§ **TUGAS**: Tuliskan kembali tanpa perubahan bagian berita tentang hukuman Edhy Prabowo dari "Liputan6.com, Jakarta Indonesia" sampai "pemberian efek jera.".

§ **TEKS DOKUMEN**:
:::::

Liputan6.com, Jakarta Indonesia Corruption Watch (ICW) mengapresiasi putusan Pengadilan Tinggi Jakarta yang menaikkan hukuman penjara mantan Menteri Kelautan dan Perikanan (Menteri KKP) Edhy Prabowo. PT Jakarta memperberat hukuman Edhy dari 5 tahun menjadi 9 tahun penjara.
Meski demikian, menurut ICW hukuman 9 tahun penjara terhadap Edhy masih belum maksimal dalam pemberian efek jera.
"Bagi ICW, hukuman itu belum cukup memberikan efek jera terhadap yang bersangkutan. Mestinya pada tingkat banding, hukuman Edhy diubah menjadi 20 tahun penjara, dendanya dinaikkan menjadi Rp 1 miliar, dan hak politiknya dicabut selama 5 tahun," ujar Peneliti ICW Kurnia Ramadhana dalam keterangannya, Jumat (12/11/2021).

:::::

§ **DATA HASIL EKSTRAKSI**:
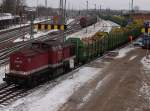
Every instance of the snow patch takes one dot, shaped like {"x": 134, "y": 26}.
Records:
{"x": 146, "y": 62}
{"x": 99, "y": 85}
{"x": 69, "y": 21}
{"x": 132, "y": 58}
{"x": 58, "y": 95}
{"x": 145, "y": 91}
{"x": 124, "y": 51}
{"x": 3, "y": 70}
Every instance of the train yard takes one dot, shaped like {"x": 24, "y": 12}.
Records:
{"x": 78, "y": 69}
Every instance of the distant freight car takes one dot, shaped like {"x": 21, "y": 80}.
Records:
{"x": 43, "y": 61}
{"x": 87, "y": 21}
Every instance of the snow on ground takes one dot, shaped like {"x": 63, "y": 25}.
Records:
{"x": 36, "y": 35}
{"x": 53, "y": 99}
{"x": 91, "y": 92}
{"x": 3, "y": 70}
{"x": 91, "y": 30}
{"x": 124, "y": 51}
{"x": 145, "y": 91}
{"x": 146, "y": 62}
{"x": 132, "y": 58}
{"x": 69, "y": 21}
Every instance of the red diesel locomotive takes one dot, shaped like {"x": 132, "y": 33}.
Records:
{"x": 42, "y": 61}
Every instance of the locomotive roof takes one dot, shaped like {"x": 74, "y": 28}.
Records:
{"x": 30, "y": 51}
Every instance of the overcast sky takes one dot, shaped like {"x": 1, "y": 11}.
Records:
{"x": 81, "y": 4}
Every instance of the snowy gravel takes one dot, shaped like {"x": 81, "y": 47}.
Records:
{"x": 123, "y": 52}
{"x": 54, "y": 98}
{"x": 3, "y": 69}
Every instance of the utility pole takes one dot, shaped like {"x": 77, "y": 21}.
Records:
{"x": 37, "y": 2}
{"x": 87, "y": 6}
{"x": 132, "y": 4}
{"x": 46, "y": 9}
{"x": 95, "y": 14}
{"x": 65, "y": 12}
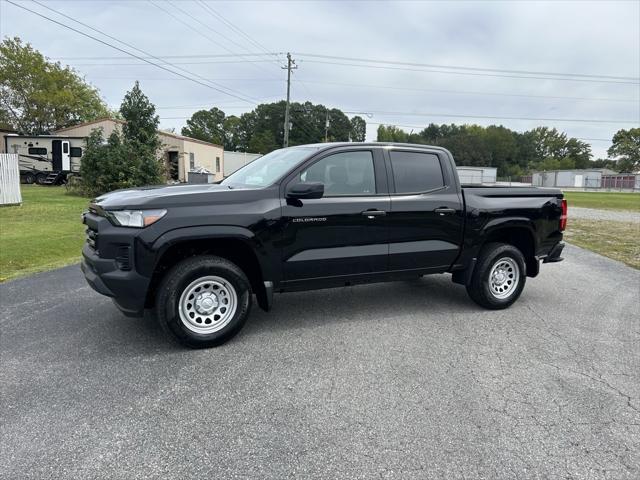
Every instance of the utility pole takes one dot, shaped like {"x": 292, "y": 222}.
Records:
{"x": 326, "y": 128}
{"x": 291, "y": 65}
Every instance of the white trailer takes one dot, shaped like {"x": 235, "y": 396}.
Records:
{"x": 46, "y": 159}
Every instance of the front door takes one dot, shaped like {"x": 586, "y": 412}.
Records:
{"x": 426, "y": 216}
{"x": 344, "y": 233}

:::::

§ **JAWABAN LATIHAN**:
Liputan6.com, Jakarta Indonesia Corruption Watch (ICW) mengapresiasi putusan Pengadilan Tinggi Jakarta yang menaikkan hukuman penjara mantan Menteri Kelautan dan Perikanan (Menteri KKP) Edhy Prabowo. PT Jakarta memperberat hukuman Edhy dari 5 tahun menjadi 9 tahun penjara.
Meski demikian, menurut ICW hukuman 9 tahun penjara terhadap Edhy masih belum maksimal dalam pemberian efek jera.